▶ **Entries shown**
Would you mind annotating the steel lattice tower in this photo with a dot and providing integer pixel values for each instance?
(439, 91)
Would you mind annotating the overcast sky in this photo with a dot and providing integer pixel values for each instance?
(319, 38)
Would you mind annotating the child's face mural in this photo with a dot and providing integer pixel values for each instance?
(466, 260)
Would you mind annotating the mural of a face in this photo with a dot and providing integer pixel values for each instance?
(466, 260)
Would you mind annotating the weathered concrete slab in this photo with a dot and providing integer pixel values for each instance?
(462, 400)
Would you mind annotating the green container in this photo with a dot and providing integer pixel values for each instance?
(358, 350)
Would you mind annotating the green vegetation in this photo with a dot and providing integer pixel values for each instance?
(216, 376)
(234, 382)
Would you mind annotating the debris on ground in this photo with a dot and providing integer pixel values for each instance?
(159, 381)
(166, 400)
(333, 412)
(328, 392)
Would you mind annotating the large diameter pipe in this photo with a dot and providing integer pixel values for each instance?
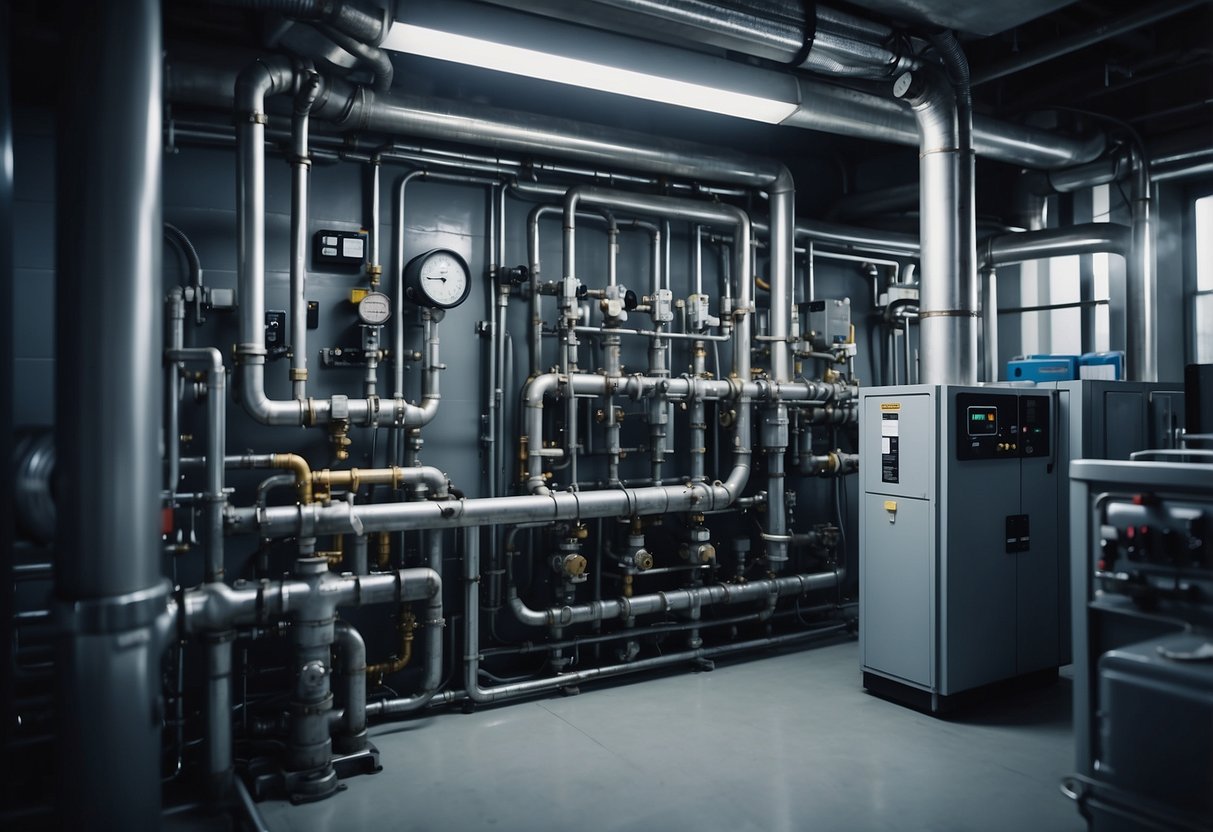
(1086, 36)
(108, 386)
(947, 301)
(1082, 239)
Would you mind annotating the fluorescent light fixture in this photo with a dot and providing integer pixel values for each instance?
(701, 95)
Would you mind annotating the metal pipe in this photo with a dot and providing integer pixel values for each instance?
(309, 85)
(349, 670)
(1082, 239)
(1087, 36)
(216, 443)
(673, 600)
(1142, 279)
(108, 388)
(484, 695)
(990, 320)
(176, 340)
(220, 765)
(947, 303)
(432, 625)
(265, 78)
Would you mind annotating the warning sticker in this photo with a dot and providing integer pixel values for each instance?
(890, 428)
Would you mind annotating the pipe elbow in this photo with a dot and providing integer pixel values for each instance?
(782, 182)
(302, 472)
(527, 615)
(265, 77)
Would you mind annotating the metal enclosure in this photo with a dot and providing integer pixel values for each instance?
(960, 558)
(1143, 631)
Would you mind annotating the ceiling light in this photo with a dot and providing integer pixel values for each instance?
(603, 62)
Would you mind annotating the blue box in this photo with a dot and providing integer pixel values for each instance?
(1043, 368)
(1102, 365)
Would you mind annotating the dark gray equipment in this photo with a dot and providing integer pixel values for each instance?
(958, 539)
(1109, 420)
(1143, 636)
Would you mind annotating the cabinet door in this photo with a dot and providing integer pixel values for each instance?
(1043, 632)
(897, 588)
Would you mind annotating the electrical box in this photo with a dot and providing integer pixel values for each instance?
(335, 248)
(960, 552)
(829, 323)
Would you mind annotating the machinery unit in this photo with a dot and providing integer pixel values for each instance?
(960, 559)
(1143, 633)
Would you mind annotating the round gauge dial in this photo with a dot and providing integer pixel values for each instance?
(375, 309)
(438, 278)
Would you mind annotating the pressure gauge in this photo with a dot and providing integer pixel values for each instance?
(438, 278)
(375, 308)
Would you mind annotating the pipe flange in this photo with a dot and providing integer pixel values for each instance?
(115, 614)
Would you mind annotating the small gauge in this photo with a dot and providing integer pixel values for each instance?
(375, 309)
(438, 278)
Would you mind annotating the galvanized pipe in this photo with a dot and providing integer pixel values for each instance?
(432, 626)
(1082, 239)
(1142, 280)
(349, 670)
(301, 164)
(216, 443)
(672, 600)
(108, 388)
(949, 297)
(514, 689)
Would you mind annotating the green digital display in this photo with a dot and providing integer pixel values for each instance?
(983, 421)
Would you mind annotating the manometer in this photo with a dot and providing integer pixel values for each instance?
(438, 278)
(375, 308)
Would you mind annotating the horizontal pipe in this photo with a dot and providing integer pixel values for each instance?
(825, 107)
(672, 600)
(1082, 239)
(214, 608)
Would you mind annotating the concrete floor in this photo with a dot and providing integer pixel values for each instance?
(787, 741)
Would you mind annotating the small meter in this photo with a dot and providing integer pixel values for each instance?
(375, 309)
(438, 278)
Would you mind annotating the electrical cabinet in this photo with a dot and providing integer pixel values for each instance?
(960, 558)
(1142, 534)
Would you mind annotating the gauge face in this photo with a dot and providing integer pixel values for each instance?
(437, 278)
(375, 309)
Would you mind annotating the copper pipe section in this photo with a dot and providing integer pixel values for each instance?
(302, 471)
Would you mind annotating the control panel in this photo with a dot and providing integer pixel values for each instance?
(1154, 548)
(998, 426)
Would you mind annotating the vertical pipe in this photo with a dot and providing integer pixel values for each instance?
(176, 340)
(349, 670)
(990, 322)
(947, 308)
(220, 769)
(107, 576)
(6, 369)
(1140, 338)
(782, 229)
(300, 166)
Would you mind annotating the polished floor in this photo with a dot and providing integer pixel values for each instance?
(787, 741)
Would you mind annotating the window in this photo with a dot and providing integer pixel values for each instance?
(1202, 306)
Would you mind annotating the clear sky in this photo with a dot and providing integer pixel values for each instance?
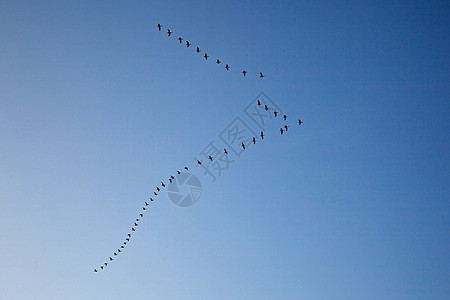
(97, 107)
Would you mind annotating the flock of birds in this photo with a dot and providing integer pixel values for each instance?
(206, 56)
(171, 179)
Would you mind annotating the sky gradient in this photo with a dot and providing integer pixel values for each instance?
(97, 107)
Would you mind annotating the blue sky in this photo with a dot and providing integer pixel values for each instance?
(97, 107)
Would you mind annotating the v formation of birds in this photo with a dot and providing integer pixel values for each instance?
(158, 189)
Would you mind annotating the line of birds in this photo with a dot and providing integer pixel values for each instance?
(128, 237)
(206, 56)
(171, 179)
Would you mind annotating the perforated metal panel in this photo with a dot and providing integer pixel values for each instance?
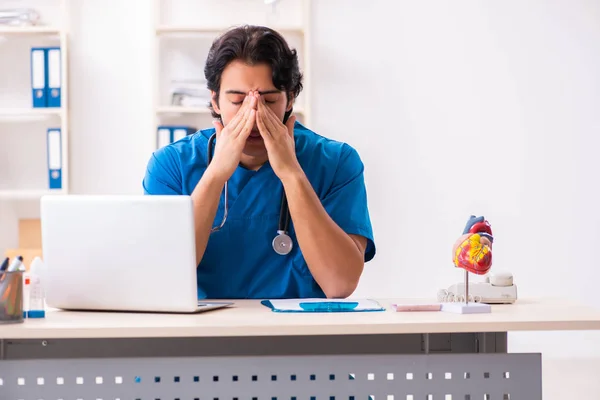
(393, 377)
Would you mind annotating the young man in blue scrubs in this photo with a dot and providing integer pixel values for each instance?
(254, 79)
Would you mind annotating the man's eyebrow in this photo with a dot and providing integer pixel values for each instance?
(245, 93)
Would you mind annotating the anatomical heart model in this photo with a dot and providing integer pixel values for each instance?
(473, 253)
(473, 250)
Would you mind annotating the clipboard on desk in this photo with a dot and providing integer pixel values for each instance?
(322, 305)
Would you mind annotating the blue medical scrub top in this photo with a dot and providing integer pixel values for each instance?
(239, 261)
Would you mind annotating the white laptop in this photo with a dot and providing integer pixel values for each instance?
(120, 253)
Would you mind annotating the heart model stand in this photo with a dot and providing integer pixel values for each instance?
(473, 253)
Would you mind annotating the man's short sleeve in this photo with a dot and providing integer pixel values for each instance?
(346, 200)
(162, 175)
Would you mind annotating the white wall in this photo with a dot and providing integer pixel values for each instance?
(456, 108)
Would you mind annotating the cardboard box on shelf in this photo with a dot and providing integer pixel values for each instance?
(27, 254)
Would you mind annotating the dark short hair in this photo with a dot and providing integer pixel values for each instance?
(254, 45)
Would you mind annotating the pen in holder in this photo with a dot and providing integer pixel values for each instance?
(11, 297)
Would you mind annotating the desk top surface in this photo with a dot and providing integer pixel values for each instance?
(250, 318)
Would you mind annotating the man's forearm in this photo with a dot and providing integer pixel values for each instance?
(205, 198)
(333, 257)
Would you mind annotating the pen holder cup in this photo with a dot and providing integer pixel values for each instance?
(11, 297)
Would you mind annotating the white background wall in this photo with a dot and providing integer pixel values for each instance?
(455, 107)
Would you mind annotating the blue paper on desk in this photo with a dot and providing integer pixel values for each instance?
(322, 305)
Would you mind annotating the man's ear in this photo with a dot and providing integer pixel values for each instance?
(289, 105)
(214, 101)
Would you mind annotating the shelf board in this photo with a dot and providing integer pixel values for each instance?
(182, 110)
(29, 30)
(166, 29)
(199, 110)
(29, 111)
(28, 194)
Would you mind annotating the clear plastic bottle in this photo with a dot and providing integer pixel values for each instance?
(37, 301)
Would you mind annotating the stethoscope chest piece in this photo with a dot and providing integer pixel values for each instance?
(282, 243)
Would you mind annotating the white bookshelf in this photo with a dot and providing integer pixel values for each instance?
(29, 30)
(212, 23)
(14, 117)
(28, 194)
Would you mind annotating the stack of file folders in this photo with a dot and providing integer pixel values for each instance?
(46, 77)
(166, 135)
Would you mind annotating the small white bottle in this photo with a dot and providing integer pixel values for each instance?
(37, 301)
(26, 286)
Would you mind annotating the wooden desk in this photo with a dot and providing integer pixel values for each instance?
(249, 352)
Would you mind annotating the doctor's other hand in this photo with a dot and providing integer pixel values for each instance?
(279, 140)
(231, 140)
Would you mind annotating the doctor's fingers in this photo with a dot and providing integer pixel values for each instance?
(244, 131)
(238, 118)
(265, 116)
(262, 127)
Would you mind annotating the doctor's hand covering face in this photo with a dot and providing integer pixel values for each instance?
(252, 109)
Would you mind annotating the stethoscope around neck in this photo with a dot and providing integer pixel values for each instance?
(282, 243)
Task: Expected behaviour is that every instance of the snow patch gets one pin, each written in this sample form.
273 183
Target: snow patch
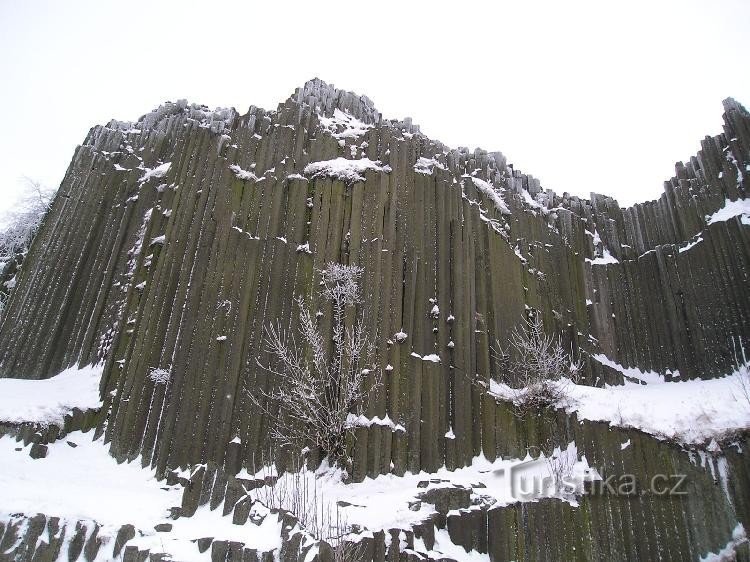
427 165
350 171
158 172
739 208
494 194
344 126
241 174
48 401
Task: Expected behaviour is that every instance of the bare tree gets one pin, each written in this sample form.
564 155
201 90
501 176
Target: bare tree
24 219
536 366
314 390
21 224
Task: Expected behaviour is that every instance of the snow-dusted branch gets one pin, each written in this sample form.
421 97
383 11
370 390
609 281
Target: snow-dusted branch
23 220
314 389
535 366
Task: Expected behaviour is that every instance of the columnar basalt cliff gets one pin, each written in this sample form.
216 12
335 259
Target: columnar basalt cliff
175 240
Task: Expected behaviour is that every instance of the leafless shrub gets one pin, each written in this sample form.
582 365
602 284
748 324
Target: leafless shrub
741 373
314 391
23 220
561 466
300 492
536 366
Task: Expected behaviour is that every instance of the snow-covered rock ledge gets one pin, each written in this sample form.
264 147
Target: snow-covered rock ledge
696 412
47 402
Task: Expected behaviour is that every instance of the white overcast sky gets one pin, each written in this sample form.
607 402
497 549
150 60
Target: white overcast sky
597 96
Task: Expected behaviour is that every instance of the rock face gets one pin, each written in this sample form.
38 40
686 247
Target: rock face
175 240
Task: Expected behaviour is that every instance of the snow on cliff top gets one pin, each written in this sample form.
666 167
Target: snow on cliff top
48 401
350 171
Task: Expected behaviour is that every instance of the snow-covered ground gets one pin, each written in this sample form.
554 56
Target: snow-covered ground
694 412
79 480
48 401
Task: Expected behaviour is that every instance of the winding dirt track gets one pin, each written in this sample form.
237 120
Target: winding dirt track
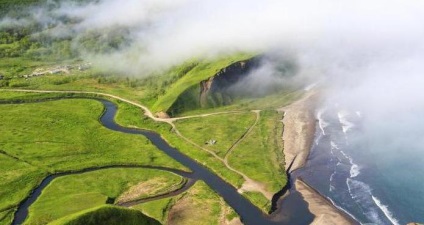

▶ **Problem to work on**
All lines carrying the word "track" must be copied from the data above.

▶ **Answer area**
Task: Expected behaviour is that every instance of the winding dirt track gets one pin, each written in this sample form.
Target: winding dirt track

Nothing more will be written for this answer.